Document excerpt:
In 2016, the New York Police Department (NYPD) released statistics revealing that crimes against the city’s senior citizens had been on the rise. More than 1000 people over 65 were assaulted across the city, which was a 16 percent jump year-over-year. Thefts had also gone up by 6.5 percent. This increased targeting of New York City’s senior citizens has urged the NYPD to launch training sessions to teach the elderly how to protect themselves from crime.
The initiative began on August 8, only days after a 77-year-old man was grabbed by the neck and thrown to the ground in the Bronx, outside a Chase bank in Foxhurst on Friday. He sustained minor injuries but refused medical attention.
NYPD officers are planning to visit senior citizens and provide them with safety training, hacks and tips. During their visits, the officers will be giving out anti-crime goodie bags packed with items, including a personal safety alarm that can be used in potentially dangerous situations and a pen to write checks that can’t be forged. There are about 20,000 alarms to be distributed during this initial launch of the program.

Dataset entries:
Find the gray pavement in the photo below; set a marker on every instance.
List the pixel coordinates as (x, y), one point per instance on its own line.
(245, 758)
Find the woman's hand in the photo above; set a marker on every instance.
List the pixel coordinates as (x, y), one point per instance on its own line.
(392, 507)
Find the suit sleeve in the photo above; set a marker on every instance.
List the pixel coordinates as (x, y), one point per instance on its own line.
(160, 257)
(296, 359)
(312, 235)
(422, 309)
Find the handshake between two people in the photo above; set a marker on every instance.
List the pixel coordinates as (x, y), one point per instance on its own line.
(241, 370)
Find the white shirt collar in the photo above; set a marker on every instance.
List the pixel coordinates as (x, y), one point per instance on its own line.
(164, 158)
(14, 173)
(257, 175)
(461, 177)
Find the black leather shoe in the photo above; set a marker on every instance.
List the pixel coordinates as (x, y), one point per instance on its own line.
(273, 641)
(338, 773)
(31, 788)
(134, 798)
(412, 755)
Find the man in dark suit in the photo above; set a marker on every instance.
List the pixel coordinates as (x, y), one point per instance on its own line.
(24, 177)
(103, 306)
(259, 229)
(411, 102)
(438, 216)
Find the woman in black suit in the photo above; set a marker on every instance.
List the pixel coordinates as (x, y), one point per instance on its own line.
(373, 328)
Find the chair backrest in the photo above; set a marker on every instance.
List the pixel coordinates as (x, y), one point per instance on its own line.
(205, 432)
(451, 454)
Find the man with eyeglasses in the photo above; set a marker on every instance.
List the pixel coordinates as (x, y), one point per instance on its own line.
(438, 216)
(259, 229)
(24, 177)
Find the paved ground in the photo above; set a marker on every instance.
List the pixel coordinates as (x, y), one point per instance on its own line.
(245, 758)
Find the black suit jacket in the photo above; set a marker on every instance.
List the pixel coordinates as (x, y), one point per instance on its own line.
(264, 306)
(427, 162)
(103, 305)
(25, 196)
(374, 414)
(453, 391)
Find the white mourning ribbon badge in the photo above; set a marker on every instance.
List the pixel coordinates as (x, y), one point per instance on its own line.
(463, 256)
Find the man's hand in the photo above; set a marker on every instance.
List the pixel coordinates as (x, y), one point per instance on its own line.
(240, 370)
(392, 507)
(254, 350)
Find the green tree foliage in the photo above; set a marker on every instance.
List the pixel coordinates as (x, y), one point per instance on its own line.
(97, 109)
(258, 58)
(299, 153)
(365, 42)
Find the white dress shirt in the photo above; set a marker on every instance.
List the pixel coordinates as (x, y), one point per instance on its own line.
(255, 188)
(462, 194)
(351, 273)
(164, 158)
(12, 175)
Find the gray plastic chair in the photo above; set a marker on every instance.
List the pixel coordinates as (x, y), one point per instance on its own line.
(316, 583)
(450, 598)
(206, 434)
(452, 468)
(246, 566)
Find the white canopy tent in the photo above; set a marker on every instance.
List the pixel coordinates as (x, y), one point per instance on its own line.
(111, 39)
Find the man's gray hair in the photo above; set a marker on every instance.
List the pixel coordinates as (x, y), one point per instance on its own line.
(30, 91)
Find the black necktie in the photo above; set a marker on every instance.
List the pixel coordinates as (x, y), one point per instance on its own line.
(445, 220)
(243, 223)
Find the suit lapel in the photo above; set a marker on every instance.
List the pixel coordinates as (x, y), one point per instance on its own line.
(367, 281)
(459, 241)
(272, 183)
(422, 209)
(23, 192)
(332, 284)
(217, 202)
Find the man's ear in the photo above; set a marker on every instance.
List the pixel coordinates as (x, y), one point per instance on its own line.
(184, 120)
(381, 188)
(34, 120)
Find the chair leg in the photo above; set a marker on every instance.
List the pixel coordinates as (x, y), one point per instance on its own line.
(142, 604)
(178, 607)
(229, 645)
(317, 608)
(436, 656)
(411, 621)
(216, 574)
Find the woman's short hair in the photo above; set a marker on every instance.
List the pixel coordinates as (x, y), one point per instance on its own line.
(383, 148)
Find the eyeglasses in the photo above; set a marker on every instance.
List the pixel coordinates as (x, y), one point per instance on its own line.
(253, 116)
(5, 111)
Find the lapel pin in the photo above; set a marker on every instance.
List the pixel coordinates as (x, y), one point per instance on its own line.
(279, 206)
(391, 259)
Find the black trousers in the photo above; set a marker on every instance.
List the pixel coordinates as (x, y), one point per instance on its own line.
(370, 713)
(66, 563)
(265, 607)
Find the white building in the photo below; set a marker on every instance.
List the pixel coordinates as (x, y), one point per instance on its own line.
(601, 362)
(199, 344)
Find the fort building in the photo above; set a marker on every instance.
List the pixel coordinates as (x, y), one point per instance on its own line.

Problems to solve:
a) Condense the paragraph of the NYPD article that begins "NYPD officers are planning to visit" into a short bulleted list that keeps its main facts.
b) Duplicate the passage of the NYPD article starting at "The initiative began" and ending at "refused medical attention.".

Answers provided:
a)
- NYPD officers plan to visit senior citizens to give them safety training, hacks and tips.
- They will hand out anti-crime goodie bags.
- Each bag includes a personal safety alarm for potentially dangerous situations and a pen for writing checks that can't be forged.
- About 20,000 alarms are to be distributed during the program's initial launch.

b)
The initiative began on August 8, only days after a 77-year-old man was grabbed by the neck and thrown to the ground in the Bronx, outside a Chase bank in Foxhurst on Friday. He sustained minor injuries but refused medical attention.